Short exercise: Please copy out the records word for word, everything from the very start down to and including the line that contains "[[118, 129]]". Leave the pictures out of your copy.

**********

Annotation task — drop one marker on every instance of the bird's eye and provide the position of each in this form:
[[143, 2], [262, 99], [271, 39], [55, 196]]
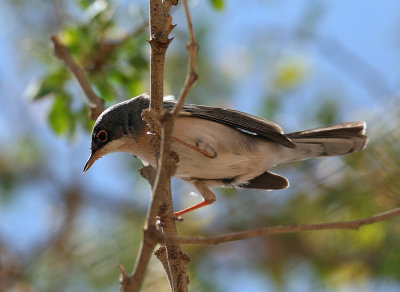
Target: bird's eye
[[102, 136]]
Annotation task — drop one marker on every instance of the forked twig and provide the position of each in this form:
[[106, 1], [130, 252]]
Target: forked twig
[[351, 225], [96, 104]]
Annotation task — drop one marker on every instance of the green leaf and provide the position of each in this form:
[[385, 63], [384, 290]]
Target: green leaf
[[218, 4], [50, 84], [60, 114]]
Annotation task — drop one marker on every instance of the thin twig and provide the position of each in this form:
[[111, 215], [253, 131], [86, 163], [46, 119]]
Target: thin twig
[[96, 104], [352, 225], [161, 203]]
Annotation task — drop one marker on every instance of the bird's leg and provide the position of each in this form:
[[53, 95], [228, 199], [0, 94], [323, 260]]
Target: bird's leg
[[208, 196], [200, 146]]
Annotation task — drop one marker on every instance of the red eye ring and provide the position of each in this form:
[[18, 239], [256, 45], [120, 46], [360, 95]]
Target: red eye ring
[[102, 136]]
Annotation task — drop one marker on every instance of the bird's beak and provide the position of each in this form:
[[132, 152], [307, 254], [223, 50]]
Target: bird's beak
[[93, 157]]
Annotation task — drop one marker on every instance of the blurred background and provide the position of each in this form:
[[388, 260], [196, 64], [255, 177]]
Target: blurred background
[[301, 64]]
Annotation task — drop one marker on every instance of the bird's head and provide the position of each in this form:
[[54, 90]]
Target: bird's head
[[118, 129]]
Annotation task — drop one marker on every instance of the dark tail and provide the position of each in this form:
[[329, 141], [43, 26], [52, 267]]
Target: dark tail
[[335, 140]]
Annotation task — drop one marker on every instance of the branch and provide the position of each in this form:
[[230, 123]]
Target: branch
[[352, 225], [96, 104], [191, 75]]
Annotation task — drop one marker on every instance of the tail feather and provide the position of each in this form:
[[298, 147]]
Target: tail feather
[[335, 140]]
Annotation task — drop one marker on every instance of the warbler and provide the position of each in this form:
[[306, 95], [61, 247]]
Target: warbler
[[220, 147]]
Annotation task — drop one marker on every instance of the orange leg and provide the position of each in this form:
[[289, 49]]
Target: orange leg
[[204, 191], [195, 148]]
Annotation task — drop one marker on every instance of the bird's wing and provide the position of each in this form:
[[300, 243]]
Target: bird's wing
[[246, 123], [267, 181]]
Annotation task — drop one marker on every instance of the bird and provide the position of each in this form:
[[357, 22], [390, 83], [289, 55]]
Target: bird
[[220, 147]]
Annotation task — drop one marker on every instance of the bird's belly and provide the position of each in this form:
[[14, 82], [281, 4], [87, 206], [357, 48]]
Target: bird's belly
[[238, 155]]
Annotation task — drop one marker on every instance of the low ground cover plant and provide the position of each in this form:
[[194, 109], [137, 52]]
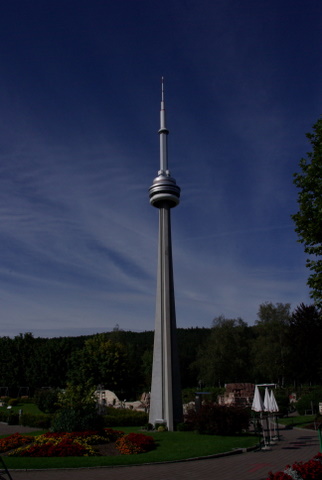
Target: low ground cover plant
[[75, 444], [310, 470], [214, 419]]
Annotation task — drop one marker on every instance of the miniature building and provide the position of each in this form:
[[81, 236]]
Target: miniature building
[[240, 394]]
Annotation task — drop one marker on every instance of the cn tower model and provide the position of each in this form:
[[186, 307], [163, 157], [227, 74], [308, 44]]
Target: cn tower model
[[165, 400]]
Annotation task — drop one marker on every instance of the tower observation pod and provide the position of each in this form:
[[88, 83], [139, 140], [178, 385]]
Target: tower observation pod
[[165, 399]]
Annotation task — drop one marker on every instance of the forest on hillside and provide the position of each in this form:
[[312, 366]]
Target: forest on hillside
[[280, 348]]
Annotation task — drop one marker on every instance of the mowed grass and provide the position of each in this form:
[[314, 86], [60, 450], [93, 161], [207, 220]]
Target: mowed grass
[[171, 446], [299, 421]]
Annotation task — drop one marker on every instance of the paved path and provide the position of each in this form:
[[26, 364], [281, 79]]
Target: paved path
[[295, 445]]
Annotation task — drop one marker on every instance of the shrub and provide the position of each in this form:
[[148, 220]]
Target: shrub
[[14, 441], [9, 417], [13, 419], [124, 418], [308, 400], [47, 400], [213, 419], [309, 470], [77, 420], [134, 443]]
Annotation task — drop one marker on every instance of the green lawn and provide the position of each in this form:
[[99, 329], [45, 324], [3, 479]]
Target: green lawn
[[300, 421], [170, 446]]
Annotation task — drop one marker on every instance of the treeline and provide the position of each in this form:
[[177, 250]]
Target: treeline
[[282, 347]]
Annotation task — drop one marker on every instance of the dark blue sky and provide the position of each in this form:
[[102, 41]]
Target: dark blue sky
[[80, 99]]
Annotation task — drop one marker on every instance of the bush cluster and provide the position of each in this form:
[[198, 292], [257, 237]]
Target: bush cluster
[[124, 417], [42, 421], [78, 419], [135, 443], [75, 444], [214, 419], [310, 470]]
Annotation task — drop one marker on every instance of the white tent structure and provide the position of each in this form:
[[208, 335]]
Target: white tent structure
[[274, 410], [259, 407]]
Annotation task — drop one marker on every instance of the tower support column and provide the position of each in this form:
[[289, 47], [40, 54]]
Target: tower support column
[[166, 402], [165, 399]]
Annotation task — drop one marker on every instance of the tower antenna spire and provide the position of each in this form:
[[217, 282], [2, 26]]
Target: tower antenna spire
[[164, 193], [163, 132]]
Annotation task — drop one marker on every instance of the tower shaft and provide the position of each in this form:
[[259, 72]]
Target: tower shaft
[[165, 400]]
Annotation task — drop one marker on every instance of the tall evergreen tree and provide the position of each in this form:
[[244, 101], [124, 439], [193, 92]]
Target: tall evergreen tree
[[308, 219]]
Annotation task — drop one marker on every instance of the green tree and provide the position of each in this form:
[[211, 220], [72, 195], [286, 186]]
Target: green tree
[[100, 362], [270, 352], [306, 353], [308, 219], [225, 356]]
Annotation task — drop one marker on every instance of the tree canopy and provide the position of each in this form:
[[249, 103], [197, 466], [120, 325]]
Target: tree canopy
[[308, 219]]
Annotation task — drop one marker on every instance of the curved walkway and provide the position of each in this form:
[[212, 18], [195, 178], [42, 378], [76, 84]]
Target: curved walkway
[[295, 445]]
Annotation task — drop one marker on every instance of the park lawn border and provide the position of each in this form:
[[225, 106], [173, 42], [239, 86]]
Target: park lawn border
[[171, 447]]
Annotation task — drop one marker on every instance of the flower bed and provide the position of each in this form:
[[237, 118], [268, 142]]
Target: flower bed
[[76, 444], [14, 441], [310, 470]]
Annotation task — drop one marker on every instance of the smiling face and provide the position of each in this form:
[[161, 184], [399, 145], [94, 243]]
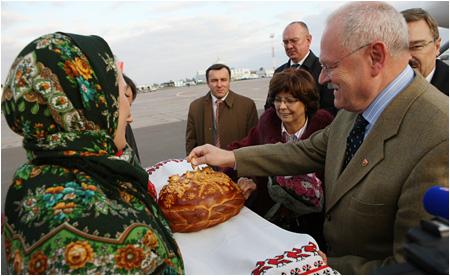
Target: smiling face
[[124, 113], [350, 79], [291, 111], [299, 42]]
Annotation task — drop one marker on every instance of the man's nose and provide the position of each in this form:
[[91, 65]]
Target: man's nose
[[130, 119]]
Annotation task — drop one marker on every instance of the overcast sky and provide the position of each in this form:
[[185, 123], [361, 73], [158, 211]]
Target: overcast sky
[[161, 41]]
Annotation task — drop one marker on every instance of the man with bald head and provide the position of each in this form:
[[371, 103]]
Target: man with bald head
[[296, 43]]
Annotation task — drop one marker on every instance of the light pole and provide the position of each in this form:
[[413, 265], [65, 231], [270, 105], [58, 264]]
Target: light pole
[[273, 52]]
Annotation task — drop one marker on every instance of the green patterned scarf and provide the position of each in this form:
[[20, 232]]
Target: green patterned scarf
[[62, 96]]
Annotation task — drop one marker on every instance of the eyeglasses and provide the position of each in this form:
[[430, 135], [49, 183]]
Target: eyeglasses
[[292, 41], [419, 47], [327, 68], [288, 101]]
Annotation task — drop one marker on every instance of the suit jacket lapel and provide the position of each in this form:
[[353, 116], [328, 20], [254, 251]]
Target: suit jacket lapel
[[371, 151], [208, 120]]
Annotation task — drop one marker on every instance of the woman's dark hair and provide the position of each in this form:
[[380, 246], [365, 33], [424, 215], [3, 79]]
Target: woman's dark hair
[[300, 84], [131, 84]]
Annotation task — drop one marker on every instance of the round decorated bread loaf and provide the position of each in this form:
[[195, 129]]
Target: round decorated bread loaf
[[199, 199]]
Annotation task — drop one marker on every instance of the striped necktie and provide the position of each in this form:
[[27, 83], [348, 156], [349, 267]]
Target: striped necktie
[[355, 138], [217, 123]]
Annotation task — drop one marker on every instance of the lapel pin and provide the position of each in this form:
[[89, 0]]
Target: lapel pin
[[365, 162]]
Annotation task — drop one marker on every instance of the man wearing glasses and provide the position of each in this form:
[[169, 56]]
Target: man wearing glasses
[[424, 44], [296, 43]]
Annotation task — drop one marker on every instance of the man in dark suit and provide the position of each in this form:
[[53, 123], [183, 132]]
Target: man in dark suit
[[424, 45], [374, 198], [236, 114], [296, 42]]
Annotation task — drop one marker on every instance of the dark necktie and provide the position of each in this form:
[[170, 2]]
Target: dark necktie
[[355, 138], [217, 123]]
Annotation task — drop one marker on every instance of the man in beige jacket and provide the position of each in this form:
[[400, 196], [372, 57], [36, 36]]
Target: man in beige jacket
[[373, 201], [236, 113]]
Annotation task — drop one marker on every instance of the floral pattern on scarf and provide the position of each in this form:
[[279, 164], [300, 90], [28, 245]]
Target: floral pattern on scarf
[[75, 207]]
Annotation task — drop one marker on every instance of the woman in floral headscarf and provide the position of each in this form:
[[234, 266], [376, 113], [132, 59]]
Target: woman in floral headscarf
[[80, 204]]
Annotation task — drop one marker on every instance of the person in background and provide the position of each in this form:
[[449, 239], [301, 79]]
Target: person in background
[[81, 204], [296, 43], [221, 108], [294, 117], [131, 94], [424, 46], [374, 194]]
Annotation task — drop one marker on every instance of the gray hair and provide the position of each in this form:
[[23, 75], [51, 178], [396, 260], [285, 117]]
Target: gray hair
[[367, 22]]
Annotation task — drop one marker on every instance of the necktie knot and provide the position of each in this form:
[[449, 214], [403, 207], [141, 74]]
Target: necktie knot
[[360, 122], [217, 123]]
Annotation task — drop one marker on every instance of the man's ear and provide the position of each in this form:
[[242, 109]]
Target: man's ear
[[378, 53]]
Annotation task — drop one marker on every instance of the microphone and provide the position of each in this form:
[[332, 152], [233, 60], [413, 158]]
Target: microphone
[[435, 201]]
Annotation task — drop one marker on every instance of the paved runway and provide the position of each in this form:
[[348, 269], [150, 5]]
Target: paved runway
[[159, 125]]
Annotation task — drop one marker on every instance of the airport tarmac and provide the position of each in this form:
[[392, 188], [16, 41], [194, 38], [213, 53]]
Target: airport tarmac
[[159, 125]]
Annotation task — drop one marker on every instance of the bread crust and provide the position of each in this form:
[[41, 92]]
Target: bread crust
[[199, 199]]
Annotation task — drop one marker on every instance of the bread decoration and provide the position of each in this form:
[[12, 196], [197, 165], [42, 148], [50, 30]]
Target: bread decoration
[[199, 199]]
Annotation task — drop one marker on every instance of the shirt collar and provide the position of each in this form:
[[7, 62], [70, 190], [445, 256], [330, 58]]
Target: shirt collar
[[296, 136], [431, 75]]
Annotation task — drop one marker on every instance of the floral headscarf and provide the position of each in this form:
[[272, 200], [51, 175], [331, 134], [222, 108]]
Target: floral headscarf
[[78, 193]]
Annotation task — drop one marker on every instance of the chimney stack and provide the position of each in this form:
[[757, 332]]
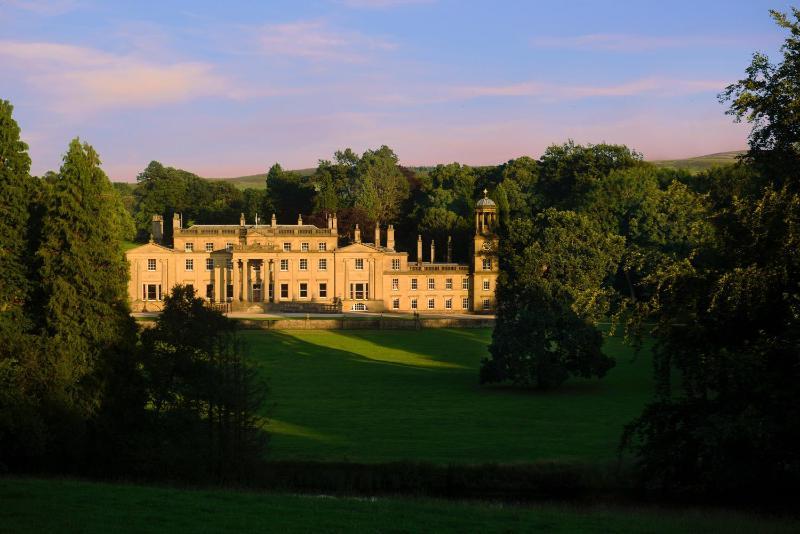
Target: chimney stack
[[390, 237]]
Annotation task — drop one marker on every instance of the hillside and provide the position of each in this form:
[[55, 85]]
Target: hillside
[[693, 165], [700, 163]]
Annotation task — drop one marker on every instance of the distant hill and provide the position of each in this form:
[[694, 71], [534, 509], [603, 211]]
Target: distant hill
[[700, 163], [693, 165]]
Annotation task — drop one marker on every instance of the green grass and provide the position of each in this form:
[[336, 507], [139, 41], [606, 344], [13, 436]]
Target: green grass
[[700, 163], [30, 505], [377, 396]]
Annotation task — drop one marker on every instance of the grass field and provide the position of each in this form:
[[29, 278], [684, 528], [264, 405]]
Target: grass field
[[64, 506], [378, 396]]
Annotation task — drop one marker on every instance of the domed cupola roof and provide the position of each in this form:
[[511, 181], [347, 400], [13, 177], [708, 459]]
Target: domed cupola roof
[[485, 201]]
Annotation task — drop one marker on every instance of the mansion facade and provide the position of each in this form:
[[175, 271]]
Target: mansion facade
[[263, 267]]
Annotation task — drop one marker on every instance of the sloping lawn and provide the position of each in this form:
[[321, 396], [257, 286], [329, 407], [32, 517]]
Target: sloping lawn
[[377, 396]]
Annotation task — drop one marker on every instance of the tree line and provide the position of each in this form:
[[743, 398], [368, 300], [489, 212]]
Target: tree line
[[82, 391], [708, 265]]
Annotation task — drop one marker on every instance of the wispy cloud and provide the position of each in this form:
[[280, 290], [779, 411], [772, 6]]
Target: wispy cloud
[[77, 79], [616, 42], [550, 91], [317, 41]]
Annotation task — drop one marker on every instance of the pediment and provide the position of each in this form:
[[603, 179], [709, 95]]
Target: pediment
[[149, 248]]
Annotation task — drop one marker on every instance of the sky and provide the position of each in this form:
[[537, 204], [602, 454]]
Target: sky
[[229, 88]]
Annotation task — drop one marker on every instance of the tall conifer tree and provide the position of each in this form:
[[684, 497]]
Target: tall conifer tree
[[83, 280]]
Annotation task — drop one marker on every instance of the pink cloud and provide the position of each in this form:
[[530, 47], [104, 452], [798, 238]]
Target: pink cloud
[[79, 79], [315, 40], [630, 43]]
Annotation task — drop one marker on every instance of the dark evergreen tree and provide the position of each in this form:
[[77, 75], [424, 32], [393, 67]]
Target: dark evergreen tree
[[550, 294], [84, 315]]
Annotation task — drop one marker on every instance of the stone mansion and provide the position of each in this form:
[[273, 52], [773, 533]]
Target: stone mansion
[[261, 267]]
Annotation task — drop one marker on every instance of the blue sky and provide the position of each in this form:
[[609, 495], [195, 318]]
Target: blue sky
[[229, 88]]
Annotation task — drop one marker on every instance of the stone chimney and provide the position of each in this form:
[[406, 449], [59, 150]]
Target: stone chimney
[[390, 237], [158, 228]]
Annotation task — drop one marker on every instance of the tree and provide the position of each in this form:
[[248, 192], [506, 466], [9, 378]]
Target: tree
[[569, 172], [82, 307], [381, 187], [550, 294], [769, 98], [726, 415], [205, 396], [21, 429]]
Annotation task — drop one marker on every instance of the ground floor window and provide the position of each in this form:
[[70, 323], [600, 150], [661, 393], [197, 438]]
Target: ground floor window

**********

Solution for this problem:
Annotation task — drop one marker on every instance of the bird's eye and provide the position of each in this form:
[[143, 2], [262, 99], [271, 39], [55, 196]]
Target: bird's eye
[[102, 136]]
Annotation task — drop one marker on every instance of the forked twig and provide the position of each in this form:
[[106, 1], [130, 252]]
Target: forked twig
[[351, 225], [96, 104]]
Annotation task — drop one marker on every instance of the green leaf and provide the position of each in this form:
[[385, 63], [384, 290]]
Target: green leaf
[[218, 4], [50, 84], [60, 114]]
Annotation task — drop one marker on every instance of the thin twig and provide the position of each in this form:
[[111, 215], [253, 131], [86, 163], [46, 119]]
Target: thin twig
[[96, 104], [352, 225], [161, 203]]
Annotation task — drop one marker on every instance of the bird's leg and provide the position of each in this form:
[[53, 95], [228, 199], [0, 94], [323, 260]]
Target: bird's leg
[[208, 196], [200, 146]]
Annotation task — drop one marker on every instance of the red eye ring and provide the position of each in this form:
[[18, 239], [256, 45], [120, 46], [360, 95]]
Target: red eye ring
[[102, 136]]
Annotation task — drop one marker on every instance of the bird's beak and provide the position of each in this form:
[[132, 152], [307, 254], [223, 50]]
Target: bird's beak
[[93, 157]]
Annotation task — drop one marker on every instance of the blurred background and provide the position of each in this form:
[[388, 260], [196, 64], [255, 177]]
Target: blurred background
[[301, 64]]
Annotation task — drop one marker on every instance of the bird's head and provide the position of each in this form:
[[54, 90]]
Target: bird's head
[[118, 129]]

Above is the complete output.